● **EXERCISE INSTRUCTIONS**:
Find every line in the entries below that contains the word "negative", matching case exactly, and copy each of those lines.

Stored records
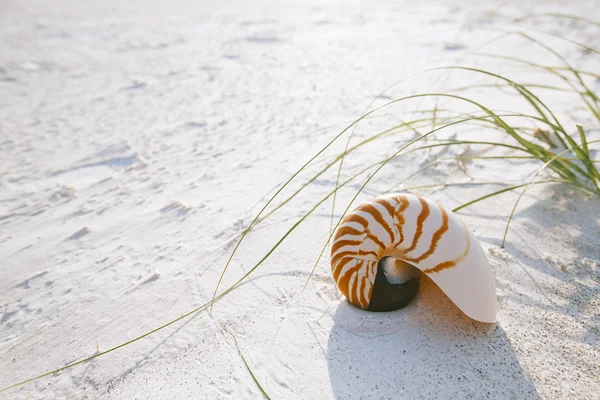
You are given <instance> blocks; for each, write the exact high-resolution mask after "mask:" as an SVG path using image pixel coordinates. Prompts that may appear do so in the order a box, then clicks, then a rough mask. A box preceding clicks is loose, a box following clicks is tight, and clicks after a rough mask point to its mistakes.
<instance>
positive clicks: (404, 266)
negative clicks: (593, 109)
mask: <svg viewBox="0 0 600 400" xmlns="http://www.w3.org/2000/svg"><path fill="white" fill-rule="evenodd" d="M381 263H382V268H383V273H384V274H385V277H386V279H387V280H388V282H389V283H391V284H392V285H399V284H401V283H406V282H408V281H410V280H411V279H416V278H419V277H420V276H421V271H420V270H419V269H418V268H417V267H414V266H412V265H410V264H409V263H407V262H405V261H403V260H398V259H396V258H393V257H384V258H382V259H381Z"/></svg>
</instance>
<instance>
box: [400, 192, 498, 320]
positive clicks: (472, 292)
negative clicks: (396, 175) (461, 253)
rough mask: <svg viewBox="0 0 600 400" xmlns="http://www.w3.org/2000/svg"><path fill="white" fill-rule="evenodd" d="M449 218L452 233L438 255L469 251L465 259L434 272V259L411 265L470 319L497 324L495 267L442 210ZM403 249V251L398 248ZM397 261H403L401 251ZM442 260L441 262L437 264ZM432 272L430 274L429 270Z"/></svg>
mask: <svg viewBox="0 0 600 400" xmlns="http://www.w3.org/2000/svg"><path fill="white" fill-rule="evenodd" d="M404 196H407V197H409V198H412V199H411V201H418V198H417V196H414V195H406V194H404ZM422 199H423V200H425V201H427V203H428V204H429V206H430V209H431V211H432V214H433V212H434V210H440V207H443V206H441V205H440V204H437V203H436V202H434V201H432V200H429V199H426V198H422ZM443 208H444V210H445V211H446V213H447V215H448V224H449V230H448V232H446V234H444V235H443V237H442V239H441V240H440V241H439V243H438V245H437V248H436V250H435V254H438V255H447V256H448V257H452V256H456V255H457V254H458V253H460V252H463V251H464V249H468V251H467V253H466V256H465V257H464V258H462V259H461V260H460V261H457V262H456V265H454V266H453V267H451V268H446V269H442V270H441V271H439V272H432V271H431V270H430V269H431V268H433V267H434V265H435V262H436V261H434V260H432V259H434V258H435V257H434V256H432V257H431V258H428V259H426V260H424V261H422V262H419V263H412V262H410V261H408V262H409V263H410V264H412V265H414V266H415V267H417V268H418V269H420V270H421V271H423V273H424V274H425V275H427V276H428V277H429V278H431V279H432V280H433V281H434V282H435V283H436V284H437V285H438V286H439V288H440V289H441V290H442V291H443V292H444V293H445V294H446V296H448V298H449V299H450V300H451V301H452V302H453V303H454V304H455V305H456V306H457V307H458V308H459V309H460V310H461V311H462V312H464V313H465V314H466V315H467V316H468V317H469V318H471V319H474V320H476V321H480V322H485V323H495V322H496V316H497V302H496V283H495V278H494V274H493V271H492V268H491V266H490V264H489V261H488V259H487V257H486V255H485V252H484V250H483V248H482V247H481V245H480V243H479V241H478V240H477V238H476V237H475V235H473V233H472V232H471V231H470V230H469V229H468V228H467V227H466V225H465V224H464V223H463V222H462V221H461V220H460V219H459V218H458V217H457V216H456V214H454V213H453V212H452V211H450V210H448V209H446V208H445V207H443ZM399 250H401V249H399ZM396 254H397V255H396V258H403V257H402V256H401V251H400V252H399V253H396ZM441 260H442V259H441V258H440V259H438V261H437V262H439V261H441ZM427 270H429V271H427Z"/></svg>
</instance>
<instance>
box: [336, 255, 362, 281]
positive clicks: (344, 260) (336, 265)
mask: <svg viewBox="0 0 600 400" xmlns="http://www.w3.org/2000/svg"><path fill="white" fill-rule="evenodd" d="M352 261H356V258H350V257H348V258H344V259H341V260H340V261H339V262H338V263H336V264H332V265H333V279H334V280H335V281H336V282H337V280H338V278H339V276H340V272H342V270H343V269H344V267H345V266H346V265H347V264H348V263H350V262H352Z"/></svg>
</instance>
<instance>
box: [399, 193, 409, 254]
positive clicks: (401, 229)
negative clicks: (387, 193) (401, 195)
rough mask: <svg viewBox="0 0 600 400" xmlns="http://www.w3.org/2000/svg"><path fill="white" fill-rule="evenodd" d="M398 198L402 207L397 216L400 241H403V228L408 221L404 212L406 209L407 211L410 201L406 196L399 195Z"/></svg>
mask: <svg viewBox="0 0 600 400" xmlns="http://www.w3.org/2000/svg"><path fill="white" fill-rule="evenodd" d="M396 200H397V201H398V203H400V208H399V209H398V211H397V212H396V218H397V219H398V233H400V242H399V243H402V242H403V241H404V232H403V229H402V228H403V227H404V223H405V222H406V220H405V219H404V215H403V213H404V211H406V209H407V208H408V206H409V205H410V203H409V202H408V199H407V198H406V197H404V196H397V197H396Z"/></svg>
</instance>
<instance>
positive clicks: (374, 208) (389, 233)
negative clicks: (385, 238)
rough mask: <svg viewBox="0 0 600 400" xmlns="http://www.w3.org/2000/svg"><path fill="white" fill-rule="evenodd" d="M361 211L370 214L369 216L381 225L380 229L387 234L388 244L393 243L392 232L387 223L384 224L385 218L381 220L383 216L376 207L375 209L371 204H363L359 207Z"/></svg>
mask: <svg viewBox="0 0 600 400" xmlns="http://www.w3.org/2000/svg"><path fill="white" fill-rule="evenodd" d="M361 211H364V212H367V213H369V214H371V216H372V217H373V219H374V220H375V221H376V222H377V223H378V224H379V225H381V227H382V228H383V229H384V230H385V231H386V232H387V234H388V235H389V236H390V242H393V241H394V232H393V231H392V228H390V226H389V225H388V223H387V222H385V218H383V215H382V214H381V211H379V210H378V209H377V207H375V206H374V205H372V204H368V203H367V204H364V205H363V206H362V207H361Z"/></svg>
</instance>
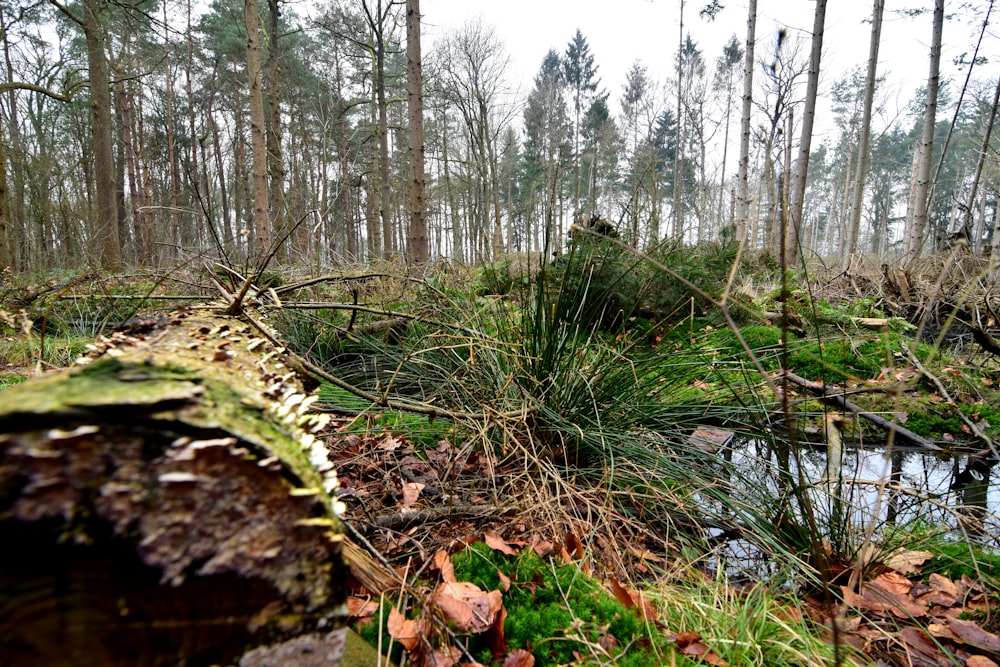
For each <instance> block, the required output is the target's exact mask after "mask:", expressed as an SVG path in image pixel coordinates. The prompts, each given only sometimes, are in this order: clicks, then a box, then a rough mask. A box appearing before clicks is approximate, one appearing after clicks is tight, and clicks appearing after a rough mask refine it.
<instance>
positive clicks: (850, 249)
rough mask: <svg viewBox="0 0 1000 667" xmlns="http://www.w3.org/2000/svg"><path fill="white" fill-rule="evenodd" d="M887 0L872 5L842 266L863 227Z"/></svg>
mask: <svg viewBox="0 0 1000 667" xmlns="http://www.w3.org/2000/svg"><path fill="white" fill-rule="evenodd" d="M884 10H885V0H875V6H874V7H873V8H872V36H871V41H870V43H869V46H868V74H867V75H866V76H865V101H864V106H863V108H862V110H861V128H860V133H859V135H858V166H857V171H855V174H854V197H853V198H852V200H851V209H850V218H849V219H848V221H847V245H846V247H845V248H844V254H843V257H842V260H843V265H842V266H843V268H844V269H846V268H847V267H848V266H850V263H851V256H852V255H853V254H854V253H855V252H857V249H858V229H859V228H860V227H861V206H862V205H863V204H864V197H865V177H866V176H867V175H868V144H869V142H870V136H871V124H872V102H873V100H874V98H875V71H876V68H877V66H878V47H879V41H880V40H881V37H882V13H883V11H884Z"/></svg>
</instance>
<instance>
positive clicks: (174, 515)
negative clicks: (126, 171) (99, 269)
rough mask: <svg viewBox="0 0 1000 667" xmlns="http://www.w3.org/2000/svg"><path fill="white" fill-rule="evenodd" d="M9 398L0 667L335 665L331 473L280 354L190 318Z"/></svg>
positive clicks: (335, 653)
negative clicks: (313, 433)
mask: <svg viewBox="0 0 1000 667" xmlns="http://www.w3.org/2000/svg"><path fill="white" fill-rule="evenodd" d="M81 362H83V363H82V364H81V365H78V366H76V367H74V368H73V369H72V370H69V371H66V372H62V373H59V374H54V375H50V376H45V377H40V378H36V379H32V380H29V381H28V382H25V383H23V384H21V385H18V386H15V387H11V388H9V389H7V390H6V391H4V392H2V393H0V656H3V660H2V662H3V664H5V665H18V666H19V665H47V666H52V665H179V664H183V665H189V666H191V665H212V664H220V665H227V664H235V663H237V662H239V663H240V664H243V665H282V664H286V665H292V664H295V665H309V664H324V665H330V664H336V660H337V659H338V656H339V652H338V651H339V649H340V648H341V646H342V640H343V634H342V631H341V628H342V626H343V621H344V614H345V613H346V611H345V609H344V605H343V602H344V596H345V592H344V590H345V589H344V578H345V576H346V575H345V569H344V566H343V563H342V560H341V554H340V550H341V539H342V535H341V533H340V524H339V522H338V520H337V517H336V513H337V512H336V510H337V507H336V506H335V501H334V500H333V499H332V495H331V494H332V493H333V491H334V488H335V486H336V476H335V474H334V472H333V469H332V465H331V464H330V462H329V461H328V460H327V457H326V450H325V447H324V446H323V445H322V443H320V442H319V441H317V440H316V439H315V438H314V437H313V435H312V432H313V431H316V430H318V429H319V428H321V427H322V425H323V422H322V420H321V416H320V415H309V414H308V412H307V409H308V405H309V404H310V403H311V399H310V398H308V397H307V396H306V395H305V393H304V392H303V390H302V385H301V383H300V382H299V380H298V379H297V378H296V375H295V373H294V372H293V371H292V370H291V369H290V367H289V366H288V360H287V359H285V358H284V356H283V354H282V352H281V350H276V349H274V346H273V345H272V344H271V342H270V341H268V339H266V338H265V337H263V336H261V335H260V334H259V333H257V332H256V330H254V329H253V328H251V327H250V326H249V325H247V324H245V323H243V322H241V321H240V320H238V319H235V318H226V317H215V316H212V315H210V314H204V313H197V312H196V311H191V310H189V311H185V312H180V313H177V314H174V315H172V316H170V317H169V318H165V319H163V320H161V321H158V322H146V323H140V324H139V325H138V326H136V327H133V329H132V331H131V332H129V333H124V332H119V333H116V334H113V335H112V336H111V337H109V338H103V339H101V341H99V342H98V343H97V345H96V346H95V350H94V352H93V353H92V354H91V355H89V356H88V357H87V358H86V359H82V360H81Z"/></svg>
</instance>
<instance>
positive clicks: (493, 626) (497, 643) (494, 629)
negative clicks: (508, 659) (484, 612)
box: [486, 607, 510, 660]
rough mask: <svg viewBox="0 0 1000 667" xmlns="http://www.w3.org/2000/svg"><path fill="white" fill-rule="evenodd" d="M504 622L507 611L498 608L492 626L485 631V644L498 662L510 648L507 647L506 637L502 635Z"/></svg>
mask: <svg viewBox="0 0 1000 667" xmlns="http://www.w3.org/2000/svg"><path fill="white" fill-rule="evenodd" d="M506 622H507V609H506V608H504V607H500V611H499V613H497V617H496V618H495V619H493V625H491V626H490V629H489V630H487V631H486V643H487V644H489V646H490V651H491V652H492V653H493V659H494V660H498V659H499V658H500V656H502V655H507V652H508V651H509V650H510V646H508V645H507V637H506V636H505V635H504V623H506Z"/></svg>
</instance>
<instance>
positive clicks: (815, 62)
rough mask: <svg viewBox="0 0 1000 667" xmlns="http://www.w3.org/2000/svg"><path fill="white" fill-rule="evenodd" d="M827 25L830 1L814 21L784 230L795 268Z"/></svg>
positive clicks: (816, 8) (786, 246)
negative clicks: (786, 219) (807, 70)
mask: <svg viewBox="0 0 1000 667" xmlns="http://www.w3.org/2000/svg"><path fill="white" fill-rule="evenodd" d="M825 23H826V0H816V14H815V17H814V20H813V38H812V51H811V52H810V56H809V78H808V80H807V82H806V100H805V108H804V109H803V111H802V134H801V135H800V137H799V154H798V157H797V158H796V160H795V169H794V172H793V173H792V187H791V198H790V202H789V203H790V210H789V215H788V216H787V220H786V227H785V230H784V263H785V265H786V266H792V265H793V264H795V263H796V262H797V261H798V258H799V254H800V253H799V234H800V233H801V232H802V208H803V205H804V203H805V194H806V177H807V176H808V173H809V150H810V147H811V145H812V129H813V123H814V121H815V120H816V96H817V94H818V92H819V67H820V61H821V58H822V55H823V30H824V25H825Z"/></svg>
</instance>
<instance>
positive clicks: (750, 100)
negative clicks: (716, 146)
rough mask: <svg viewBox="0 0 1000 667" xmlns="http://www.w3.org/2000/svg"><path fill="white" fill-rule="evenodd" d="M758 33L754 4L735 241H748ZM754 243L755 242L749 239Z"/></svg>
mask: <svg viewBox="0 0 1000 667" xmlns="http://www.w3.org/2000/svg"><path fill="white" fill-rule="evenodd" d="M756 30H757V0H750V6H749V8H748V9H747V45H746V53H745V54H744V60H743V114H742V116H741V117H740V163H739V169H738V172H737V176H736V238H737V239H738V240H739V241H740V242H743V241H745V240H747V212H748V210H749V200H748V197H749V184H748V183H749V174H750V119H751V115H752V113H753V69H754V63H753V57H754V54H753V52H754V45H755V43H756V42H755V40H756V36H755V34H756ZM751 242H752V243H756V239H751Z"/></svg>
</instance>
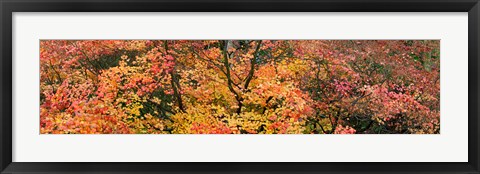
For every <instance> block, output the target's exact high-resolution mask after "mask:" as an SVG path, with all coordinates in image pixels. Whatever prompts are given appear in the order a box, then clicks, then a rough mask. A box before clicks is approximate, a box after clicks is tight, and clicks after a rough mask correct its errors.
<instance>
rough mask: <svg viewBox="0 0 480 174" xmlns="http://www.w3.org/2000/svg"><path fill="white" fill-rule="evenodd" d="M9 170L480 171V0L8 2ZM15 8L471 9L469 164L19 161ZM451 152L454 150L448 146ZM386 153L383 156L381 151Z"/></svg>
mask: <svg viewBox="0 0 480 174" xmlns="http://www.w3.org/2000/svg"><path fill="white" fill-rule="evenodd" d="M0 9H1V17H0V20H1V25H2V28H1V30H2V32H1V37H0V38H1V47H0V53H1V59H0V66H1V69H0V71H1V75H0V125H1V128H0V155H1V158H0V171H2V173H452V174H453V173H465V174H467V173H469V174H473V173H480V169H479V166H480V165H479V164H480V163H479V162H480V161H479V156H480V155H479V145H478V142H479V129H478V126H479V125H480V124H479V119H478V117H479V114H480V112H479V111H480V107H479V104H480V103H479V99H480V90H479V89H480V86H479V78H480V71H479V68H480V66H479V65H480V61H479V10H480V5H479V1H478V0H336V1H334V0H0ZM13 12H468V88H469V91H468V95H469V96H468V108H469V109H468V121H469V123H468V153H469V155H468V162H458V163H457V162H443V163H436V162H428V163H415V162H407V163H396V162H394V163H373V162H367V163H96V162H82V163H51V162H48V163H43V162H42V163H29V162H12V116H13V115H12V92H13V90H14V89H12V59H13V57H12V13H13ZM444 150H451V149H444ZM379 153H380V156H381V155H382V153H381V152H379Z"/></svg>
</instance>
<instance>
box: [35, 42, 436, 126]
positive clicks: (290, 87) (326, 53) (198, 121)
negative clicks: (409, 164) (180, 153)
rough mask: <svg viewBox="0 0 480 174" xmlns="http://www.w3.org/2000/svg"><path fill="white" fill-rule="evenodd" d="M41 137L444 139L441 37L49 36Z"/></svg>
mask: <svg viewBox="0 0 480 174" xmlns="http://www.w3.org/2000/svg"><path fill="white" fill-rule="evenodd" d="M39 51H40V106H39V107H40V115H39V116H40V123H39V124H40V126H39V129H40V130H39V132H40V134H440V40H40V50H39Z"/></svg>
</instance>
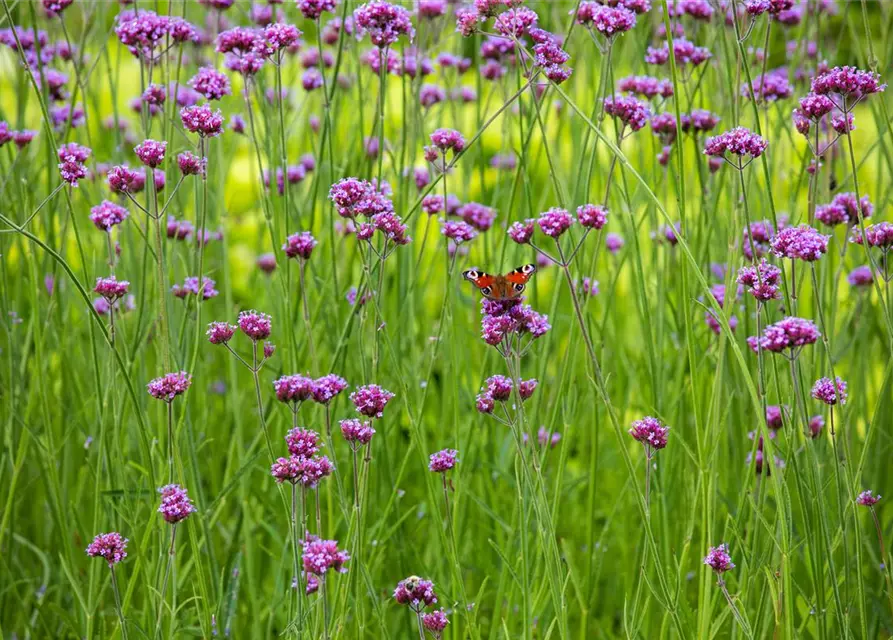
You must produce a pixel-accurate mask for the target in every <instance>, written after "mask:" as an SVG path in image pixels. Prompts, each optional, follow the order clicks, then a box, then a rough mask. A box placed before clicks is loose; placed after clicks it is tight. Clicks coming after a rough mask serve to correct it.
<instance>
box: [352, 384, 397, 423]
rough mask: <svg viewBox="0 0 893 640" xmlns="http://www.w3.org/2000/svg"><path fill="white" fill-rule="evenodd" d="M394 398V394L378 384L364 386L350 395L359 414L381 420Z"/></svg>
mask: <svg viewBox="0 0 893 640" xmlns="http://www.w3.org/2000/svg"><path fill="white" fill-rule="evenodd" d="M393 398H394V394H393V393H391V392H390V391H388V390H387V389H384V388H382V387H380V386H378V385H377V384H368V385H363V386H361V387H358V388H357V390H356V391H354V392H353V393H352V394H350V401H351V402H352V403H353V404H354V407H356V409H357V413H360V414H362V415H364V416H368V417H370V418H381V417H382V415H383V413H384V409H385V407H386V406H387V404H388V403H389V402H390V401H391V400H392V399H393Z"/></svg>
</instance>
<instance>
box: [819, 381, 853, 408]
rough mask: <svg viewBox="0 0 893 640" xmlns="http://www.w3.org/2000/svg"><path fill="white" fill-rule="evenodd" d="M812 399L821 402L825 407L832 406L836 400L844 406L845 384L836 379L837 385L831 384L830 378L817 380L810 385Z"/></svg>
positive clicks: (845, 403)
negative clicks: (829, 405) (816, 400)
mask: <svg viewBox="0 0 893 640" xmlns="http://www.w3.org/2000/svg"><path fill="white" fill-rule="evenodd" d="M812 397H813V398H815V399H816V400H821V401H822V402H824V403H825V404H827V405H830V406H834V405H835V404H837V401H838V399H839V400H840V404H841V405H844V404H846V399H847V394H846V382H844V381H843V380H841V379H840V378H837V384H835V383H833V382H831V378H819V379H818V380H816V381H815V384H814V385H812Z"/></svg>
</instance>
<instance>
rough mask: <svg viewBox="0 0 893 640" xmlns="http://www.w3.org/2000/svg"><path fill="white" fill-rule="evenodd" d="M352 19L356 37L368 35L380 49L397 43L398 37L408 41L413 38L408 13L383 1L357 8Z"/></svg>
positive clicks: (377, 0)
mask: <svg viewBox="0 0 893 640" xmlns="http://www.w3.org/2000/svg"><path fill="white" fill-rule="evenodd" d="M353 17H354V22H355V23H356V26H357V36H362V35H364V34H367V33H368V34H369V39H370V40H371V41H372V44H374V45H375V46H376V47H379V48H381V49H383V48H385V47H389V46H390V45H392V44H394V43H395V42H397V39H398V38H399V37H400V36H407V37H409V39H410V40H412V39H413V38H414V37H415V29H414V28H413V26H412V20H411V18H410V15H409V11H407V10H406V9H404V8H403V7H400V6H398V5H394V4H391V3H390V2H385V1H384V0H371V1H370V2H367V3H366V4H363V5H361V6H359V7H357V8H356V9H355V10H354V12H353Z"/></svg>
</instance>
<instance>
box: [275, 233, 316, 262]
mask: <svg viewBox="0 0 893 640" xmlns="http://www.w3.org/2000/svg"><path fill="white" fill-rule="evenodd" d="M316 245H317V242H316V238H314V237H313V235H312V234H311V233H310V232H309V231H304V232H302V233H293V234H292V235H290V236H288V238H286V242H285V244H284V245H282V250H283V251H285V255H287V256H288V257H289V258H300V259H301V260H309V259H310V254H311V253H312V252H313V247H315V246H316Z"/></svg>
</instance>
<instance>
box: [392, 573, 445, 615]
mask: <svg viewBox="0 0 893 640" xmlns="http://www.w3.org/2000/svg"><path fill="white" fill-rule="evenodd" d="M394 600H396V601H397V603H398V604H405V605H408V606H409V608H410V609H412V610H413V611H415V612H420V611H421V610H422V609H424V608H425V607H430V606H431V605H433V604H437V595H436V594H435V593H434V583H433V582H431V581H429V580H422V579H421V578H419V577H418V576H410V577H408V578H406V579H405V580H401V581H400V582H398V583H397V588H396V589H394Z"/></svg>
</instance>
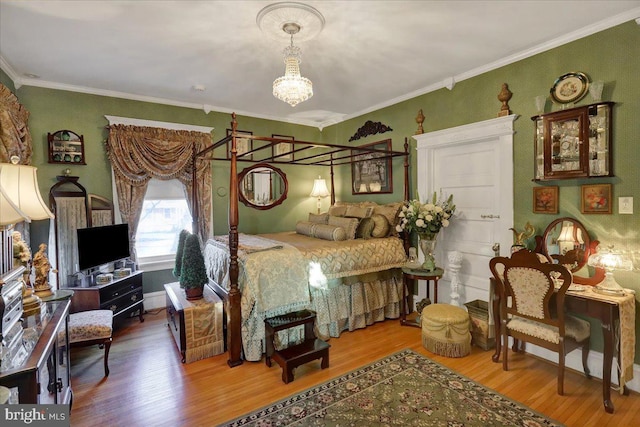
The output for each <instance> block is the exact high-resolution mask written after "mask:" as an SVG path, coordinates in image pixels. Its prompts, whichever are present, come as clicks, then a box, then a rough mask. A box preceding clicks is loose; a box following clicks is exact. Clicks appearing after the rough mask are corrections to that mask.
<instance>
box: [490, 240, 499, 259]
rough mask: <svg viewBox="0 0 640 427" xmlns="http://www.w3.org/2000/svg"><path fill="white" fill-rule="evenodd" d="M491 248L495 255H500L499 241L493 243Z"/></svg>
mask: <svg viewBox="0 0 640 427" xmlns="http://www.w3.org/2000/svg"><path fill="white" fill-rule="evenodd" d="M491 249H492V250H493V253H494V255H495V256H500V243H494V244H493V246H491Z"/></svg>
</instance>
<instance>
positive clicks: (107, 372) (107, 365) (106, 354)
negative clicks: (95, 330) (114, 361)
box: [104, 337, 111, 377]
mask: <svg viewBox="0 0 640 427" xmlns="http://www.w3.org/2000/svg"><path fill="white" fill-rule="evenodd" d="M110 349H111V337H109V339H108V340H106V341H105V342H104V376H105V377H108V376H109V350H110Z"/></svg>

● **ANSWER TO THE PROBLEM**:
negative clicks: (593, 109)
negative clicks: (396, 175) (461, 253)
negative clicks: (387, 193) (401, 195)
negative clicks: (385, 238)
negative clicks: (126, 171) (99, 269)
negative clicks: (313, 433)
negative clicks: (508, 659) (484, 612)
negative clicks: (786, 219) (807, 70)
negative clicks: (716, 146)
negative clicks: (409, 164) (180, 153)
negative clicks: (829, 405) (816, 400)
negative clicks: (95, 330) (114, 361)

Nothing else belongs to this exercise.